*Exercise details*. Return every record below exactly; leave out the images.

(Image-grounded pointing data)
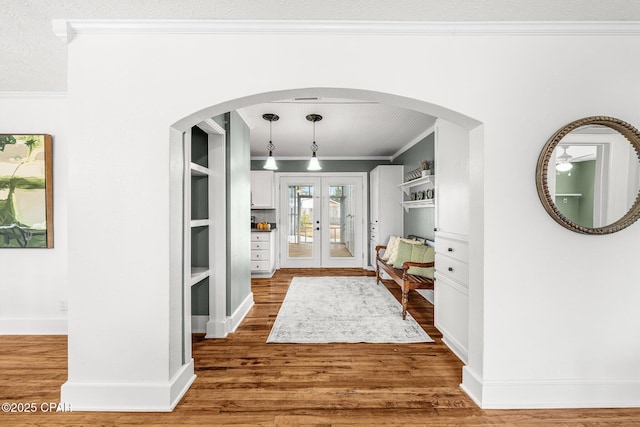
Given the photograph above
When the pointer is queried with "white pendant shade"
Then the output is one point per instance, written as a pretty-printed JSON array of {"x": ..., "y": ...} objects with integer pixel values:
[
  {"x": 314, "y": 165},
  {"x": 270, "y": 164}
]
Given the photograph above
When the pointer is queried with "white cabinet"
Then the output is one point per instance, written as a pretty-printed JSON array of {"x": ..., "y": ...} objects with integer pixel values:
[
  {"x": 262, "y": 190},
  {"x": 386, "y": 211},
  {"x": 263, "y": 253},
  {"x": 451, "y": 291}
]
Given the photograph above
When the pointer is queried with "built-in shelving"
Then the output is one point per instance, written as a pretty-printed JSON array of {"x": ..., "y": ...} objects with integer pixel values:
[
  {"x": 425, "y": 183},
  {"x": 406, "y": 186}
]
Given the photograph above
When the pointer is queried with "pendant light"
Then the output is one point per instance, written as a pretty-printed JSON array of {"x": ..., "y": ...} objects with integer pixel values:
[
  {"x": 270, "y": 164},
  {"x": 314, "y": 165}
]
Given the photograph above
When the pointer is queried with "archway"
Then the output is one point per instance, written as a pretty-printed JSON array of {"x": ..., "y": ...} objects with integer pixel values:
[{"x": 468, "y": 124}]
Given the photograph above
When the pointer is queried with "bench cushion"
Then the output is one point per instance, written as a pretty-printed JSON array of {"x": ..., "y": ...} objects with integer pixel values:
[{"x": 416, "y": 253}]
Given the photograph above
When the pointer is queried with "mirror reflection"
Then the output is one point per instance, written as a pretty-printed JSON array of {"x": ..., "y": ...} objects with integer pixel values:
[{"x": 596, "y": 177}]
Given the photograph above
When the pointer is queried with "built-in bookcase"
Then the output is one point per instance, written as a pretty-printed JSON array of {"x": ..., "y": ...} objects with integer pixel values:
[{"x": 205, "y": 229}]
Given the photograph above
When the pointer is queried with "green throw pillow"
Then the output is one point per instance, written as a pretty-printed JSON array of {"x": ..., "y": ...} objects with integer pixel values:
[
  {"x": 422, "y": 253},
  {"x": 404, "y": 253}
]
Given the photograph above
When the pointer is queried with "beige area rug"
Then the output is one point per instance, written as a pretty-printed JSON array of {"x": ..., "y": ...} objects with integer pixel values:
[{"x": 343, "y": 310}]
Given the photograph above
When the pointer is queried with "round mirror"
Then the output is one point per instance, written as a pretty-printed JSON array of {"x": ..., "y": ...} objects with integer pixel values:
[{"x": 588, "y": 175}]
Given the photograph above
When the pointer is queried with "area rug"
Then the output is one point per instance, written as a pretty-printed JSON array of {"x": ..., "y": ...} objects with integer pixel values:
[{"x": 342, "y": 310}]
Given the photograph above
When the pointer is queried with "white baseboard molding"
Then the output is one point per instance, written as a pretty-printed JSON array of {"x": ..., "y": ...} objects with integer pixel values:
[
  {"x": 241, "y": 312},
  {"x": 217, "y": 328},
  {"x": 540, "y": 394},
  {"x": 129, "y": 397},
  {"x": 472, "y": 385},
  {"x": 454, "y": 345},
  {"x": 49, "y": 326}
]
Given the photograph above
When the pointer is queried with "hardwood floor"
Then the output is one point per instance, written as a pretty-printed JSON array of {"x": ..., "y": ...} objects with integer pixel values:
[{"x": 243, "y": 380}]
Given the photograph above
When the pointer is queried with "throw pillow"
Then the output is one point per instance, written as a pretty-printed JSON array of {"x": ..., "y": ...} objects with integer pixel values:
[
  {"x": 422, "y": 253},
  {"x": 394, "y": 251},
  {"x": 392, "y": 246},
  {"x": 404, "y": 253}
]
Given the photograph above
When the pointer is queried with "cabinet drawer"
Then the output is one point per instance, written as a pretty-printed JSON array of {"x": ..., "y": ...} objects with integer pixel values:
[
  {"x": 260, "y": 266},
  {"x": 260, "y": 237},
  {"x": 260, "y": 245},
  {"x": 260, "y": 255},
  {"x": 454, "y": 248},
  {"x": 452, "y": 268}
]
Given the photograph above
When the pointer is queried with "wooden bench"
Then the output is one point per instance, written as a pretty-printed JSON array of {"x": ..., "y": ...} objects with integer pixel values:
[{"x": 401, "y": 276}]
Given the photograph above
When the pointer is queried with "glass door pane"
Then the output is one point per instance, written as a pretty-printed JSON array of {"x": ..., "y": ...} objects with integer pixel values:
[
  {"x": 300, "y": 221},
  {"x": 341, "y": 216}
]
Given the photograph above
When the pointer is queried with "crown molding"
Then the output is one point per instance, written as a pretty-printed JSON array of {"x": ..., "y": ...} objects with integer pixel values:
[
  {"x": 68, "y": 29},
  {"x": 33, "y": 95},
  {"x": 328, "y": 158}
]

*Exercise answer*.
Given the photograph above
When the pointer is queried with "white pendant shade"
Then the output is one point per instance, written as a pretty-printed JSON array of {"x": ..., "y": ...} objects with integer pixel values:
[
  {"x": 314, "y": 165},
  {"x": 270, "y": 164}
]
Given the photograph above
When the pointer is queried with "white cabinet"
Then the output is one point per instance, written as a pretty-printed JSON array of {"x": ..., "y": ...} objects with integer pixel values:
[
  {"x": 262, "y": 190},
  {"x": 386, "y": 211},
  {"x": 263, "y": 253},
  {"x": 451, "y": 291}
]
Given the photograph above
When the pointer is queried with "built-in shelving"
Then the output is one point per instance, written as a pretty-printed JSON array of {"x": ..., "y": ...} objects with integer pixel values:
[
  {"x": 425, "y": 183},
  {"x": 406, "y": 186}
]
Given the photograph above
When the pointer is queried with "pendant light"
Then the output is one point per instance, written as a pretty-printed JSON array of {"x": ..., "y": ...} objects with integer pixel values:
[
  {"x": 270, "y": 164},
  {"x": 314, "y": 165}
]
Given the photograph above
When the pointer is queried with "archway"
Then the output is one point per instance, written as a pretty-printed JSON array of {"x": ..., "y": ...} objects with integer pixel values:
[{"x": 468, "y": 124}]
Given the photograph above
When the pointer is queried with "bench cushion"
Then the output is one point per instance, written as a pretty-printed JSON array of {"x": ..., "y": ...} objects with integer pixel values:
[{"x": 416, "y": 253}]
Given the photograph above
When the pointer is queried with "mirror reflection"
Then the output is one point per instance, written as a pretty-printed JSON array of {"x": ..., "y": ...} objects with integer pixel values:
[{"x": 596, "y": 177}]
Given the photograph above
When the pointer is queried with "built-in bookcase"
Then the output is one point per instance, written as a pretty-printed JSON array of {"x": ..., "y": ...} objects with integer pixel values:
[{"x": 205, "y": 229}]
Given the photograph above
When the pointer is queried with "green throw pillow"
Then the output is one point per instance, written as a pretty-printed JSON array of {"x": ..., "y": ...} objects with integer pixel values:
[
  {"x": 422, "y": 253},
  {"x": 404, "y": 253}
]
Given the photograph above
When the pointer is queried with "beige area rug"
Then the output is one point per instance, written as a pretty-printed JSON array of {"x": ..., "y": ...} objects with integer pixel values:
[{"x": 343, "y": 310}]
Given the photograph above
When the pointer is queried with "round mirror"
Then the output is one point per instance, written as a pretty-printed JSON array of {"x": ..., "y": ...} objects with integer pixel values:
[{"x": 588, "y": 175}]
Given the photograph above
When the pointer is queried with "area rug"
Then the output is one point per instance, written as a pretty-printed JSON array of {"x": ..., "y": ...} objects with integer pixel values:
[{"x": 342, "y": 310}]
Given the photograph above
When the pointer is queried with "white baseboard molding"
Then the output is one point per instance, written as a pretty-printed JSON array of {"x": ..., "y": ...} objects with integer pixel values:
[
  {"x": 241, "y": 312},
  {"x": 217, "y": 328},
  {"x": 540, "y": 394},
  {"x": 129, "y": 397},
  {"x": 472, "y": 385},
  {"x": 454, "y": 345},
  {"x": 49, "y": 326}
]
Given the photograph above
When the pointer is queried with "hardwood floor"
Then the output is one point per instance, written as a pretty-printed JSON array of {"x": ..., "y": ...} objects with integer pixel values:
[{"x": 243, "y": 380}]
Given the photograph above
When the pointer is queried with "throw pillow"
Then the output is one point per instance, written as a pretty-printed JSON array of {"x": ..., "y": ...} objects with integer pixel values:
[
  {"x": 422, "y": 253},
  {"x": 394, "y": 251},
  {"x": 392, "y": 246},
  {"x": 404, "y": 253}
]
Given the photograph above
When the pointer is queried with "cabinet drawer"
Then the output is one point per instance, written as a pretty-printed JSON array of {"x": ..., "y": ...} objects with integer pixel values:
[
  {"x": 260, "y": 266},
  {"x": 260, "y": 237},
  {"x": 260, "y": 245},
  {"x": 260, "y": 255},
  {"x": 454, "y": 248},
  {"x": 452, "y": 268}
]
Given the photograph above
When the pointer is queried with "wooden bench"
Then the output is one point per instance, written as a pretty-printed JSON array of {"x": ..., "y": ...} objects with integer pixel values:
[{"x": 401, "y": 276}]
Given the photograph above
When the pointer is queried with "glass door pane"
Then the output is one point per instance, written as a pretty-printed JSON array of {"x": ..., "y": ...} objects with integer pixel values:
[
  {"x": 300, "y": 221},
  {"x": 341, "y": 216}
]
Given the photograph above
When the pointer is queried with "crown molding"
Then the output is one point per instance, written as a pretty-printed JSON array of {"x": ..., "y": ...} objects with integer pixel values:
[
  {"x": 68, "y": 29},
  {"x": 33, "y": 95},
  {"x": 328, "y": 158}
]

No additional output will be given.